### Instruction
Rewrite the material below, swapping each "Put a dot on" for "Place a point on" and keeping every other word and mark unchanged.

── Input ──

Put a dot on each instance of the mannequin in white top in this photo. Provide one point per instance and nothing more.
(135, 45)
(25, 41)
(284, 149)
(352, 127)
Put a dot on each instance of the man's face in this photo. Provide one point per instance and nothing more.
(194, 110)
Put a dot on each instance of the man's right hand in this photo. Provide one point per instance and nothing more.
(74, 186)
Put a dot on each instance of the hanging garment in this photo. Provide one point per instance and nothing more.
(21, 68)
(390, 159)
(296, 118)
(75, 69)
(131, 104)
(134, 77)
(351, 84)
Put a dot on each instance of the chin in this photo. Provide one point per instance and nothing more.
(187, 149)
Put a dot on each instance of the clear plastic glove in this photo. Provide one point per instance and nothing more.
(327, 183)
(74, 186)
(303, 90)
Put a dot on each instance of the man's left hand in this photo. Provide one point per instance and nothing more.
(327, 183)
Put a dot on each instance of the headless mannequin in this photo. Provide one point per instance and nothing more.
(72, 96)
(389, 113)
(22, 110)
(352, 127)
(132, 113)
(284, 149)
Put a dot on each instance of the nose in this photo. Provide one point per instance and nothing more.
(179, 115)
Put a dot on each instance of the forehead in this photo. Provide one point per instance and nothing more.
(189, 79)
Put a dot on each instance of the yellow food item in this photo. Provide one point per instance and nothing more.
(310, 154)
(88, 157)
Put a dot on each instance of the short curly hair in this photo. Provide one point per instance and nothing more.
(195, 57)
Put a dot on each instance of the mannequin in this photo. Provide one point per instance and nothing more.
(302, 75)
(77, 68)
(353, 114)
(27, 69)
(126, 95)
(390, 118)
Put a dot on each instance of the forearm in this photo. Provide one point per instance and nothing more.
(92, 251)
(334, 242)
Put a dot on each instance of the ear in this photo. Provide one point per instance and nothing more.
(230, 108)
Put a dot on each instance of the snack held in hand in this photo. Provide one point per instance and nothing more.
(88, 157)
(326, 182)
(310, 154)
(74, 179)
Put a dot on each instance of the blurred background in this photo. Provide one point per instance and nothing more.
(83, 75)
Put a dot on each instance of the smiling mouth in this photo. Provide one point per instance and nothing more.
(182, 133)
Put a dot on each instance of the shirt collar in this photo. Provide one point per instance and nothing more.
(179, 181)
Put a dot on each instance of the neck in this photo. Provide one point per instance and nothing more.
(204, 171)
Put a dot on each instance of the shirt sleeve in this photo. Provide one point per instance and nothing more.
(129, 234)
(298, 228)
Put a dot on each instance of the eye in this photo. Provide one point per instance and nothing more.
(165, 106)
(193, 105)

───

### Output of the task
Place a point on each instance of the mannequin in white top in this photo. Provide one point per instance and nothing more.
(135, 45)
(25, 41)
(284, 149)
(352, 127)
Place a point on each instance of the man's face in this photo. Provide one point per instance and nothing more.
(194, 110)
Place a point on each instance of the man's right hand in this photo. Provide one point per instance and nothing more.
(74, 186)
Place a point on each instance of the hanging garment in this photo. Provide one point per instance and nothing more.
(21, 68)
(390, 159)
(296, 118)
(75, 69)
(131, 104)
(134, 77)
(351, 84)
Place a point on each instance of the chin in this photo. Provide one point per instance and nothing more.
(187, 149)
Place a point on each instance of the clear plastic glove in this photo. Provide one point per instance and nothing more.
(327, 183)
(74, 186)
(303, 90)
Place a point on each instance of the man's left hand in this photo. Provide one point per instance and nothing more.
(327, 183)
Place a point on each instance of the headless mannequin in this photo. Provide one point per instance and nothing more.
(72, 96)
(389, 113)
(22, 110)
(352, 127)
(132, 113)
(284, 149)
Place a point on each instance of the nose in this photo. Provide one point per instance and nothing more.
(179, 115)
Place a point on each instance of the forehead in this photo. Provide one point per instance and nothing more.
(189, 79)
Place a point on each instance of the yellow food item in this photo. Provide one point per instance and nothing more.
(310, 154)
(88, 157)
Place a point on each instance of the short curly hair in this photo. Provide one point per instance and nothing more.
(195, 57)
Place a point on each instance of the mannequin in this photo. Provide one point per instance and nothing more.
(302, 75)
(77, 68)
(353, 114)
(27, 69)
(126, 95)
(390, 118)
Place a point on each instance of the forearm in this photo. Provide one point per instance and nothing more.
(92, 251)
(334, 242)
Place a point on each instance of the ear in this photo. Provide one point per instance and nothing more.
(230, 108)
Place a point on each instance of the snack held in hand in this photo. Provide one point per instance and nothing more.
(88, 157)
(326, 182)
(310, 154)
(74, 179)
Place a point on each instance of the blurred background in this photo. Provide one point per instance and nothing more.
(83, 75)
Place a point on each instance of the smiling mouth in this photo. Provide one point per instance and nothing more.
(182, 133)
Place a point on each instance of the shirt collar in this photo. Provide one point per instance and nothing more.
(179, 181)
Place a point on each instance of the neck in this photo. Provide one point per instance and nothing more.
(204, 171)
Place a point on each instance of the shirt sleeve in this photo. Provide one point per instance and nothing more.
(129, 234)
(298, 228)
Place a point on each instance of the eye in this photo. Provide one point per instance and nothing more.
(165, 106)
(193, 105)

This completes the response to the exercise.